→ **DIRECTIVE 1**:
In the passage on school education, what share of German students fall short of the minimum standards in mathematics?

→ **SUPPLIED PASSAGE**:
☆ ☆ ☆ ☆ ☆ ☆ ☆

Interestingly, similar issues, albeit with a local flavour, are also present in school education across other European countries. But where are the innovative programmes and high-tech equipment that fans of foreign education speak of so confidently? Apparently, they reside in the same place as everything else — in the imagination of those for whom the term ‘foreign’ still remains synonymous with ‘better’.

Word for word

As reported by the German newspaper Bild, nationwide tests have demonstrated that every second German third-grader has still not mastered reading, arithmetic, and writing. Forty-six percent of students fall short of the minimum standards in mathematics, while 43 percent do not meet the required standards in reading. In 2023, one in three German schoolchildren could not count, one in four could not read, and nearly one in five was unable to apply basic knowledge from the natural sciences to everyday life.

☆ ☆ ☆ ☆ ☆ ☆ ☆

→ **DATA SUPPLIED**:
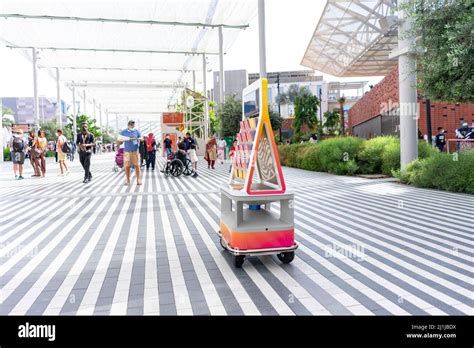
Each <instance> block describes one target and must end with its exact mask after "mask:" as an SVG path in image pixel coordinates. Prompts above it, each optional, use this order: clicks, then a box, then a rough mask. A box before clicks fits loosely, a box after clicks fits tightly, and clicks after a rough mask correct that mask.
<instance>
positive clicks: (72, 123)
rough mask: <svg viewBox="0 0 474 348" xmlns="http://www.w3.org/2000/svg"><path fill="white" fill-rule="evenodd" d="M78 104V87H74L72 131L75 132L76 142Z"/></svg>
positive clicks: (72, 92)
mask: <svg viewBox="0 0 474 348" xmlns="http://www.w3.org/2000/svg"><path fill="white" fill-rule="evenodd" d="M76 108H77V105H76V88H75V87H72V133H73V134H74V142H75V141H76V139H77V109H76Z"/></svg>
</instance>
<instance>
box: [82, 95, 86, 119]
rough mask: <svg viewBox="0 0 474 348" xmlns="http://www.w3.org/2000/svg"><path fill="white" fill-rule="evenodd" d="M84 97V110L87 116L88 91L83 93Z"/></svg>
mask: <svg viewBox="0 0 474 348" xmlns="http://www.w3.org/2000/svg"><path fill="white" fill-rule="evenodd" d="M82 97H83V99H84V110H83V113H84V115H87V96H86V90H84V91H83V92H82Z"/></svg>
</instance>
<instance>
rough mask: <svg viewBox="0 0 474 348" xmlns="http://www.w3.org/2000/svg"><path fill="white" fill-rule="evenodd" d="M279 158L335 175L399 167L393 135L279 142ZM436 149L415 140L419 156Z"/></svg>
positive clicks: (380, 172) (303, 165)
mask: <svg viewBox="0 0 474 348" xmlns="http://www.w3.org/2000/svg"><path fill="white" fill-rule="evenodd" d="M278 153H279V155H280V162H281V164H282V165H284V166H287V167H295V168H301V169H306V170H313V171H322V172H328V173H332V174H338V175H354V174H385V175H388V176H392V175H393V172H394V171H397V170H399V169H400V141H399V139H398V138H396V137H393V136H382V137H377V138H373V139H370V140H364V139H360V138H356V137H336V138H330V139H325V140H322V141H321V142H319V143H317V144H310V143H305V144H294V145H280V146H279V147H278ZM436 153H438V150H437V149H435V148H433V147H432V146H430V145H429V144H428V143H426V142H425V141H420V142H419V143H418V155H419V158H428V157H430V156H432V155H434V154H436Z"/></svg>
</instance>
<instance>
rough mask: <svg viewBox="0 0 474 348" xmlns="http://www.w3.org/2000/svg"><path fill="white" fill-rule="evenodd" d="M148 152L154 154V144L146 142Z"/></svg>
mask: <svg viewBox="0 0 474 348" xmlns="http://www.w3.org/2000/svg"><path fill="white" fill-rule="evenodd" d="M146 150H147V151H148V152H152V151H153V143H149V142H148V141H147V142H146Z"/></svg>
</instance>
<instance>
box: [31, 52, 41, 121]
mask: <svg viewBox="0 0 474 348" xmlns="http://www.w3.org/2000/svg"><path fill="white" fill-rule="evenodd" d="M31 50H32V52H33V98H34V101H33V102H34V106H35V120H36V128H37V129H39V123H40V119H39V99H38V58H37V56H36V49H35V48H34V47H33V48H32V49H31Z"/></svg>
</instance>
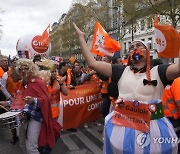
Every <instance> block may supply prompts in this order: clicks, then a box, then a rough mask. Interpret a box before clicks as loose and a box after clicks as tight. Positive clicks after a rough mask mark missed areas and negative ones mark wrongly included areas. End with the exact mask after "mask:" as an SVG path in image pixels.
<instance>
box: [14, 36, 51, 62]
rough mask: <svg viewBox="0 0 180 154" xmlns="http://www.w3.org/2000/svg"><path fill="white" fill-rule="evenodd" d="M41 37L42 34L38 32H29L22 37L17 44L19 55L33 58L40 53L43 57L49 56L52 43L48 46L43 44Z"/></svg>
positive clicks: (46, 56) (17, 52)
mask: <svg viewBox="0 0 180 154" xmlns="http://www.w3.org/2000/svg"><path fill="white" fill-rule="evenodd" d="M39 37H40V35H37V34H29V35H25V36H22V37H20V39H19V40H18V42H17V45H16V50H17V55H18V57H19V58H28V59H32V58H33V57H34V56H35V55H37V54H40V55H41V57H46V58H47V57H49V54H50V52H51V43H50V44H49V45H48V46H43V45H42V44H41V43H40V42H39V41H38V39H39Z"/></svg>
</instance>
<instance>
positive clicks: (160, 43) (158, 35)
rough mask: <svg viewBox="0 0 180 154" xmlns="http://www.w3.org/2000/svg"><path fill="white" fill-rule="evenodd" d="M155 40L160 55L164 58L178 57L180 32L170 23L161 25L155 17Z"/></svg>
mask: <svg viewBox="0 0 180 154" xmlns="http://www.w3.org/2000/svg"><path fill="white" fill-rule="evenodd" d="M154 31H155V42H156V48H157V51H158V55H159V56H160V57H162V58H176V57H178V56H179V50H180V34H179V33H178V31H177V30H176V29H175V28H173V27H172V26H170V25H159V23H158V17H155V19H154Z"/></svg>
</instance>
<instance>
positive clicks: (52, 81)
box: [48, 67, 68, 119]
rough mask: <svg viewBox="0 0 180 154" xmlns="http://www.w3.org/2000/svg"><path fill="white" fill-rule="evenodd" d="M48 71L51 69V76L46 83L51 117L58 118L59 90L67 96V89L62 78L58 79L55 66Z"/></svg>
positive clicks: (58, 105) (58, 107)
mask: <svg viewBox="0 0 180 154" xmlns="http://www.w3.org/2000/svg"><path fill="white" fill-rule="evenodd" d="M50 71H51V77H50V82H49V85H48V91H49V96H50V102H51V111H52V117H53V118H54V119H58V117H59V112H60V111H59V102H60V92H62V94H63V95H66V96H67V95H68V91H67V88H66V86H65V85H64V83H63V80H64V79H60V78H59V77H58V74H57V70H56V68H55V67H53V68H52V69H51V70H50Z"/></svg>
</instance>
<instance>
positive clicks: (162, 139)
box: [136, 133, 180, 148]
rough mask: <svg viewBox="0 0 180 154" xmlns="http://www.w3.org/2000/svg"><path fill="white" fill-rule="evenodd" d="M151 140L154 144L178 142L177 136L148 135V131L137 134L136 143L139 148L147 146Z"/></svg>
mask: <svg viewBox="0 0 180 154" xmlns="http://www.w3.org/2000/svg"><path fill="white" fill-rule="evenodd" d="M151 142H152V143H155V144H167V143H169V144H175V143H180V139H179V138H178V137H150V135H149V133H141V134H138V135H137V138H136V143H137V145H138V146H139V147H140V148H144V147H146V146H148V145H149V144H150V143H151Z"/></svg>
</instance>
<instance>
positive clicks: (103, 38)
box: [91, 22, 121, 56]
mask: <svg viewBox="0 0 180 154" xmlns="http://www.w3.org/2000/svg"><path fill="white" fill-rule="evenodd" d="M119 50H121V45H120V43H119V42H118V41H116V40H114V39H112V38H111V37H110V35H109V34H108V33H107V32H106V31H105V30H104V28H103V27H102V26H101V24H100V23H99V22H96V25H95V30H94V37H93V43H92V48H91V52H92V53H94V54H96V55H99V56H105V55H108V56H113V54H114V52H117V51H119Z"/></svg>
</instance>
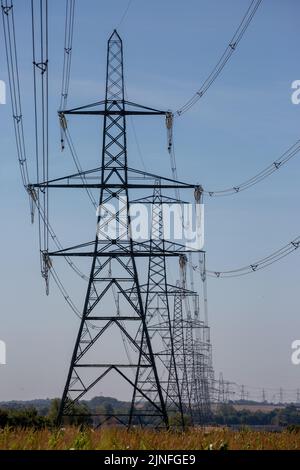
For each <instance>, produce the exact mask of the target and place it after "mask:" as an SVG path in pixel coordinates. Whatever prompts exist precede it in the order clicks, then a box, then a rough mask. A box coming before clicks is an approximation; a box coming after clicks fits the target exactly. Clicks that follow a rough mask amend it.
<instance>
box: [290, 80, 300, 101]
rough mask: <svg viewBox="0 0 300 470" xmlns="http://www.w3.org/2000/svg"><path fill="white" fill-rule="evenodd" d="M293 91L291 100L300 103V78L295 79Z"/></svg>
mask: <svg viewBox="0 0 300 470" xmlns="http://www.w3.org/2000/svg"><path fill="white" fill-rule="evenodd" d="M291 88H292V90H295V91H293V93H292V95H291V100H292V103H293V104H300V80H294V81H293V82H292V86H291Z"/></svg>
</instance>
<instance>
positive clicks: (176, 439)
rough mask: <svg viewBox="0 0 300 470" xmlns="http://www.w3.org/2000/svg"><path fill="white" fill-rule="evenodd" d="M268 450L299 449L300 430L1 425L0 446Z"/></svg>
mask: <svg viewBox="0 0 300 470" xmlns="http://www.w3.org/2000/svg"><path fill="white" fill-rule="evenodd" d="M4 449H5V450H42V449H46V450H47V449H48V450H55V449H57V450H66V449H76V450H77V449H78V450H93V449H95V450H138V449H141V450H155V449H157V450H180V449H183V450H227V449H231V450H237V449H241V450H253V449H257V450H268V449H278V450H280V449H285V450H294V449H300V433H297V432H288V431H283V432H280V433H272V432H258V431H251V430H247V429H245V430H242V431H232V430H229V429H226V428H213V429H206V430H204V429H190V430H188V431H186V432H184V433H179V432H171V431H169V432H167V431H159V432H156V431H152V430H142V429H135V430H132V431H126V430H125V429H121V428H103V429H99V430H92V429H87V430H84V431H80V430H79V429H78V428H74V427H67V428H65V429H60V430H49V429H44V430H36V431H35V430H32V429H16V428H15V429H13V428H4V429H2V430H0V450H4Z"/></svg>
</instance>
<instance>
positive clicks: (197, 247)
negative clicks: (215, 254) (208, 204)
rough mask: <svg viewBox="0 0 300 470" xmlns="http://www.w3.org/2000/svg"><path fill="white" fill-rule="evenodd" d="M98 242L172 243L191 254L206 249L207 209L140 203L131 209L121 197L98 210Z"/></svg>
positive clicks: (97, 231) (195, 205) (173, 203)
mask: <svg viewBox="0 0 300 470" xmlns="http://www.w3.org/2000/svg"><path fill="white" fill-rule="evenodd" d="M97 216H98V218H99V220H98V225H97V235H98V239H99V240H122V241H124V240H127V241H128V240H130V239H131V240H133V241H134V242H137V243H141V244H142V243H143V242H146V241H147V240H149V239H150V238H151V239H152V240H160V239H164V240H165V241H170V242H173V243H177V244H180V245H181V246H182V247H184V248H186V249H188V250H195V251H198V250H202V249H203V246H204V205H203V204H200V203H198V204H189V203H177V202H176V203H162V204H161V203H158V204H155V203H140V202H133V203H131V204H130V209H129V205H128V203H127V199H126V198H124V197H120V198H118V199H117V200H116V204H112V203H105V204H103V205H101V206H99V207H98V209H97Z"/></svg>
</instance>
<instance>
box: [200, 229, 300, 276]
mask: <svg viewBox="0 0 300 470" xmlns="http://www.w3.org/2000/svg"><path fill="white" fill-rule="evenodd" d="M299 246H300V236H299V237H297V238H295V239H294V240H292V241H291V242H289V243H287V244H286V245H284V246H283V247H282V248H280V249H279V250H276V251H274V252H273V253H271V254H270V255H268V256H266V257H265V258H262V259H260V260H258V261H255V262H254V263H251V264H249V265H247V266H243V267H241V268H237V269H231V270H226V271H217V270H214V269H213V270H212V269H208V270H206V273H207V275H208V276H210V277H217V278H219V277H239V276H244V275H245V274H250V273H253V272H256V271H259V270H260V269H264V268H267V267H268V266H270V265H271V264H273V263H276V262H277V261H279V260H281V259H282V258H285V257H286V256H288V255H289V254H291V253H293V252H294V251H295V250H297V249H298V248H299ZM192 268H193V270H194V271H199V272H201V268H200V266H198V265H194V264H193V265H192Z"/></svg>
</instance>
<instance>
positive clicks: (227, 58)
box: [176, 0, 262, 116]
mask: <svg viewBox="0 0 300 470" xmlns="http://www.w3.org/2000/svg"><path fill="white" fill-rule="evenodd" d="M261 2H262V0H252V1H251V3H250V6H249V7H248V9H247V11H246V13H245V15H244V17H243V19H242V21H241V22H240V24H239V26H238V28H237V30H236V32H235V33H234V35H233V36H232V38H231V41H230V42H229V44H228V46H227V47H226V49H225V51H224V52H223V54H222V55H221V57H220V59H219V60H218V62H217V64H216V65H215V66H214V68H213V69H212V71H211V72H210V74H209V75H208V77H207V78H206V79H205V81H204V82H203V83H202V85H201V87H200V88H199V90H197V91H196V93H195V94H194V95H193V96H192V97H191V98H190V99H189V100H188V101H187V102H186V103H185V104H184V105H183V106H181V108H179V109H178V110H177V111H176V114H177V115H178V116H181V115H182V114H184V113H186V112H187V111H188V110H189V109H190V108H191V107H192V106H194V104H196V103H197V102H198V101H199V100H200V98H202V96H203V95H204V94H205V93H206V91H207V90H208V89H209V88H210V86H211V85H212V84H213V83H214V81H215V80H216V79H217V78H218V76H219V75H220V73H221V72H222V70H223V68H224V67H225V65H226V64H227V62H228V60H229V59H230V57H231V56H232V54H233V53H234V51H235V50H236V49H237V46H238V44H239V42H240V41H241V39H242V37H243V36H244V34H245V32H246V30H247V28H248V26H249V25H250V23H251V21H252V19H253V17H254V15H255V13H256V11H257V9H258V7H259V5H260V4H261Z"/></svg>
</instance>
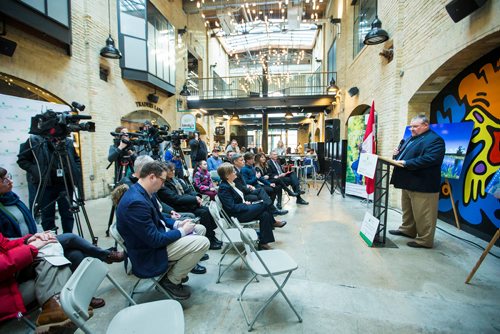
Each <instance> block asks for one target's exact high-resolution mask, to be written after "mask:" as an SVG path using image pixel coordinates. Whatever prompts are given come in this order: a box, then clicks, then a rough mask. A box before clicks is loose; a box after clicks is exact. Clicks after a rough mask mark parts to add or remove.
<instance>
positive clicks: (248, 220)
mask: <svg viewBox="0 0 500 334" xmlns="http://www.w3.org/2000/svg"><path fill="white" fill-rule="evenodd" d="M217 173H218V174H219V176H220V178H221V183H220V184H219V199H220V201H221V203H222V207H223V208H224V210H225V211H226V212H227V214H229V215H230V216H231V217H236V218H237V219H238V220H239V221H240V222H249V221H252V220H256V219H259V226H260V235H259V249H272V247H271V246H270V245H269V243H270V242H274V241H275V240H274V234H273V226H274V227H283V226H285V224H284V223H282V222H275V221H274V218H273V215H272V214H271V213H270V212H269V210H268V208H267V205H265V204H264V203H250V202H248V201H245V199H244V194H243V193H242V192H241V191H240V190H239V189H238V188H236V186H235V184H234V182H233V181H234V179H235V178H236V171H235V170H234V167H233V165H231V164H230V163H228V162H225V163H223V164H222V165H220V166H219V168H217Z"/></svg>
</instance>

☆ ☆ ☆ ☆ ☆ ☆ ☆

→ **DIRECTIVE 2**:
Reproduce verbatim the lines of the records from the line with "71L51 69V76L46 83L51" up to and including the line with "positive clicks: (58, 105) (58, 107)".

→ **EXERCISE RESULT 1**:
Forty-six percent.

→ **EXERCISE RESULT 2**:
rough mask: <svg viewBox="0 0 180 154" xmlns="http://www.w3.org/2000/svg"><path fill="white" fill-rule="evenodd" d="M48 71L51 69V76L46 83L51 117L58 118L59 90L67 96V89L62 78L58 79L55 66Z"/></svg>
positive clicks: (58, 105) (58, 107)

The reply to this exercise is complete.